■ To do: Rewrite the data below with every occurrence of "in this picture" changed to "in this image" and nothing else altered. Leave the pictures out of your output.

■ Supplied material:
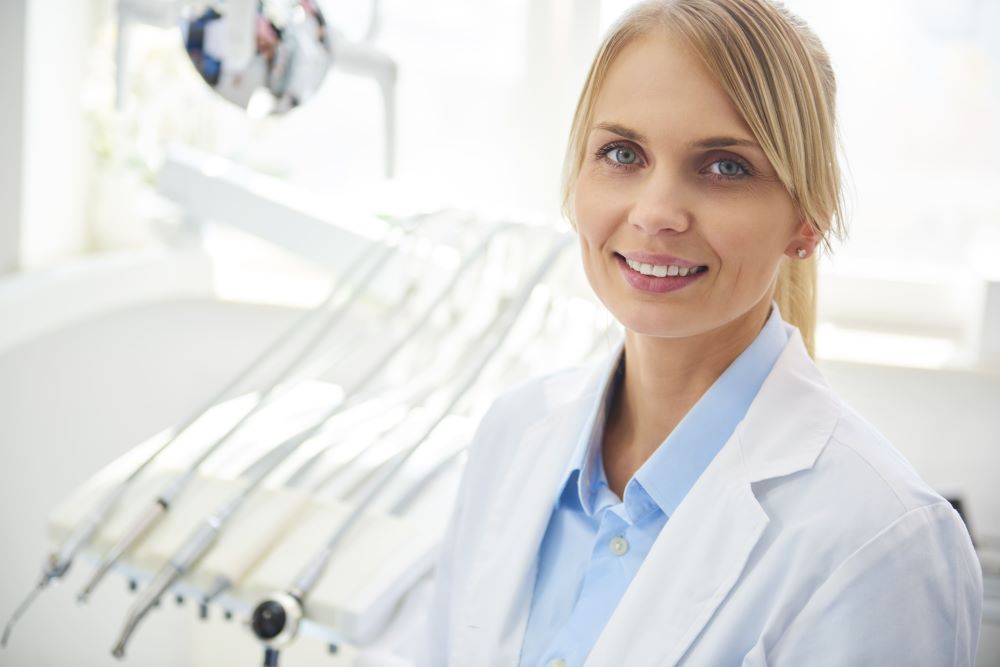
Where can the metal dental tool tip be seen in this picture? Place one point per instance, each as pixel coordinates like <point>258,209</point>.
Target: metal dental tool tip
<point>148,599</point>
<point>22,608</point>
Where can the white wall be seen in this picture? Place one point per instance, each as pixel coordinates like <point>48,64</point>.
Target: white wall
<point>12,23</point>
<point>56,164</point>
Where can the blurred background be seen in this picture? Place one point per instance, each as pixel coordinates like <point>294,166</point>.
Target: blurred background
<point>154,235</point>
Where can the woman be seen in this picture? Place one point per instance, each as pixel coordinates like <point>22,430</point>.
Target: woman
<point>704,498</point>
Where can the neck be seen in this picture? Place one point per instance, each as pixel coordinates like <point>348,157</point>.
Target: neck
<point>665,377</point>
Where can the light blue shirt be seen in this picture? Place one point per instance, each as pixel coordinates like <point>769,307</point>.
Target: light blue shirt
<point>595,541</point>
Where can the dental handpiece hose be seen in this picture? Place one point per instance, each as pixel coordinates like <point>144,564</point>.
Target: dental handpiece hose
<point>208,532</point>
<point>195,547</point>
<point>223,582</point>
<point>151,516</point>
<point>311,573</point>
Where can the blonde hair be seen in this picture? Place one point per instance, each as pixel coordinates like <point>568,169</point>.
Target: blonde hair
<point>778,75</point>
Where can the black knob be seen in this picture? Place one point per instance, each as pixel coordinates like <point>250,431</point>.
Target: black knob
<point>268,619</point>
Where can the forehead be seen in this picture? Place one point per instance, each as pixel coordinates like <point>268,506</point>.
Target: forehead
<point>660,87</point>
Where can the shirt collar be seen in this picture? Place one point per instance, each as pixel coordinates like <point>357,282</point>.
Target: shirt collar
<point>675,466</point>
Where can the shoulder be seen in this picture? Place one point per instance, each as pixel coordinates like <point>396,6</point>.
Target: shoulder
<point>536,401</point>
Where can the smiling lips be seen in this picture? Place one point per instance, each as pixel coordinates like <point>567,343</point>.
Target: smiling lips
<point>658,273</point>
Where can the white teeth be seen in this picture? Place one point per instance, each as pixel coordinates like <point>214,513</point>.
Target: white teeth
<point>660,271</point>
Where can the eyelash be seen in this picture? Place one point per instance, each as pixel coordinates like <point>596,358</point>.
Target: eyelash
<point>603,151</point>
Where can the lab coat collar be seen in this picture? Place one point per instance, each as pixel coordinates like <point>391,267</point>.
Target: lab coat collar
<point>709,538</point>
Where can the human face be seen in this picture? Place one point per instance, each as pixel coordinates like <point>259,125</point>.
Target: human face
<point>672,176</point>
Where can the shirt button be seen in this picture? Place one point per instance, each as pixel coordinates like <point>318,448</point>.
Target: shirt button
<point>618,545</point>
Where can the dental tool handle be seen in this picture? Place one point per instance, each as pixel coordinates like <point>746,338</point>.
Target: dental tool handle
<point>148,599</point>
<point>314,569</point>
<point>196,546</point>
<point>136,531</point>
<point>185,558</point>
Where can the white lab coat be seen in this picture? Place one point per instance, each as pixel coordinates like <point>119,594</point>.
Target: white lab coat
<point>808,540</point>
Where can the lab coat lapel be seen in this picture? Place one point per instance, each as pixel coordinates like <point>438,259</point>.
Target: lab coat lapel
<point>704,547</point>
<point>498,597</point>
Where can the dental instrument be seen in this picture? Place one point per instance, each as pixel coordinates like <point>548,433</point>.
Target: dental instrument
<point>275,620</point>
<point>207,533</point>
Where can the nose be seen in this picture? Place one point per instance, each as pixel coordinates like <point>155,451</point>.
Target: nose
<point>661,205</point>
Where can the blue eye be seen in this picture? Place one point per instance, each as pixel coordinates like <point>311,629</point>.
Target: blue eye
<point>623,155</point>
<point>619,155</point>
<point>728,168</point>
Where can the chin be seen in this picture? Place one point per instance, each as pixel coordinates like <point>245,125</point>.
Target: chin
<point>659,324</point>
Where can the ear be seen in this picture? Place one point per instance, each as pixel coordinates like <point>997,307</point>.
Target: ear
<point>805,237</point>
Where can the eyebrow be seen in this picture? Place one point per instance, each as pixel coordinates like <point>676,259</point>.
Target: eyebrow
<point>711,142</point>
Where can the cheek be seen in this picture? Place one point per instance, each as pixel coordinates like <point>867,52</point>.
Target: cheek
<point>598,207</point>
<point>752,240</point>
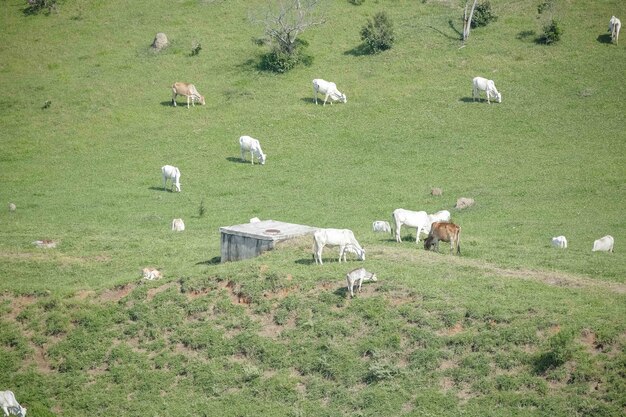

■ Response to this task:
Where can the metal dental tool tip be seen in this image? Place one point per instance, each as pixel coordinates like <point>258,209</point>.
Target: metal dental tool tip
<point>148,599</point>
<point>22,608</point>
Where can the white wall be seen in this image? Place one point per instance, each as pixel coordinates like <point>48,64</point>.
Target: white wall
<point>12,23</point>
<point>56,164</point>
Where can the blurred background be seen in this image? Place one point per instance, each as pixel coordinates like <point>294,166</point>.
Target: blurred background
<point>154,235</point>
Where can the woman be seen in this image? Place one point per instance, each as pixel coordinates like <point>22,430</point>.
Target: woman
<point>704,498</point>
Where can the neck be seen in this image? Place one point per instance, each as pixel coordinates like <point>348,157</point>.
Target: neck
<point>665,377</point>
Where can the light blue shirt be seen in this image? Place one point per instance, each as pixel coordinates like <point>769,307</point>.
Target: light blue shirt
<point>595,541</point>
Where can the dental handpiece hose be seen in this image? Place one point per instance, each as pixel coordinates like <point>144,564</point>.
Target: dental handpiece hose
<point>208,532</point>
<point>195,547</point>
<point>223,582</point>
<point>151,516</point>
<point>311,573</point>
Where can the blonde hair be seen in this image? Place one point per instance, each as pixel coordinates like <point>568,169</point>.
Target: blonde hair
<point>778,75</point>
Where can the black knob be seen in this image? Place one point per instance, each as pixel coordinates like <point>250,431</point>.
Target: black knob
<point>268,619</point>
Where can the forehead be seen in this image? Place one point per instance, each as pixel coordinates like <point>268,506</point>.
Target: forehead
<point>660,87</point>
Where can the shirt collar be seen in this image? Place one point per instance, each as pixel coordinates like <point>357,282</point>.
Target: shirt collar
<point>675,466</point>
Where can the shoulder be seen in this image? Place one point per instance, each as pixel coordinates like <point>396,6</point>.
Target: shoulder
<point>536,401</point>
Where can the smiling lips be seen in this image? Place one point per instance, each as pixel coordinates like <point>567,343</point>.
Target: smiling lips
<point>658,273</point>
Where can the white teeth be seen in this image? Place one point per instance, each as pixel coordinates like <point>214,513</point>.
Target: white teeth
<point>660,271</point>
Where can the eyelash be seen in this image? Place one point per instance, each as pixel coordinates like <point>596,358</point>.
Target: eyelash
<point>603,151</point>
Where can the lab coat collar be seen in this image? Place one point per instance, each as pixel coordinates like <point>391,267</point>.
Target: lab coat collar
<point>709,538</point>
Where can the human face be seen in this image? Place one point per instance, each as pixel coordinates like <point>259,125</point>.
Target: human face
<point>672,176</point>
Where can the shirt button be seen in this image? Place one point per instance, each as pixel coordinates like <point>318,448</point>.
Target: shirt button
<point>618,545</point>
Where can the dental tool handle be seen in this image? Place one point per instance, each as pixel coordinates like <point>746,338</point>.
Target: dental tool handle
<point>148,599</point>
<point>314,569</point>
<point>196,546</point>
<point>136,531</point>
<point>185,558</point>
Where can the white lab coat be seen in this image? Place one point per instance, each as pixel coordinates like <point>119,594</point>.
Target: white lab coat
<point>808,540</point>
Where can the lab coat lapel be seen in this image? Place one point per instance, each as pixel coordinates like <point>438,259</point>.
Target: lab coat lapel
<point>704,547</point>
<point>498,597</point>
Where can the dental instrument be seen in this image? Place one point per instance, each as pixel coordinates like <point>548,433</point>.
Target: dental instrument
<point>275,620</point>
<point>207,533</point>
Where can the nose be seen in this image? Place one point per instance, each as pixel coordinates like <point>155,451</point>.
Target: nose
<point>661,205</point>
Where can the blue eye be seen in this image? Place one point per instance, each as pixel coordinates like <point>311,629</point>.
Target: blue eye
<point>623,155</point>
<point>619,155</point>
<point>728,168</point>
Where can the chin be seen in this image? Place one point per instance, each as pixel coordinates like <point>245,125</point>.
Target: chin
<point>659,324</point>
Where can the ear be seen in this image? Place one point per instance, each as pixel coordinates like <point>997,307</point>.
Target: ear
<point>805,237</point>
Where can the eyebrow be seen in this image? Place one point per instance, each as pixel coordinates like <point>676,259</point>.
Target: eyebrow
<point>711,142</point>
Where can the cheek be seen in this image? Place one point per instance, each as pixel coordinates like <point>867,52</point>.
Target: cheek
<point>598,207</point>
<point>752,240</point>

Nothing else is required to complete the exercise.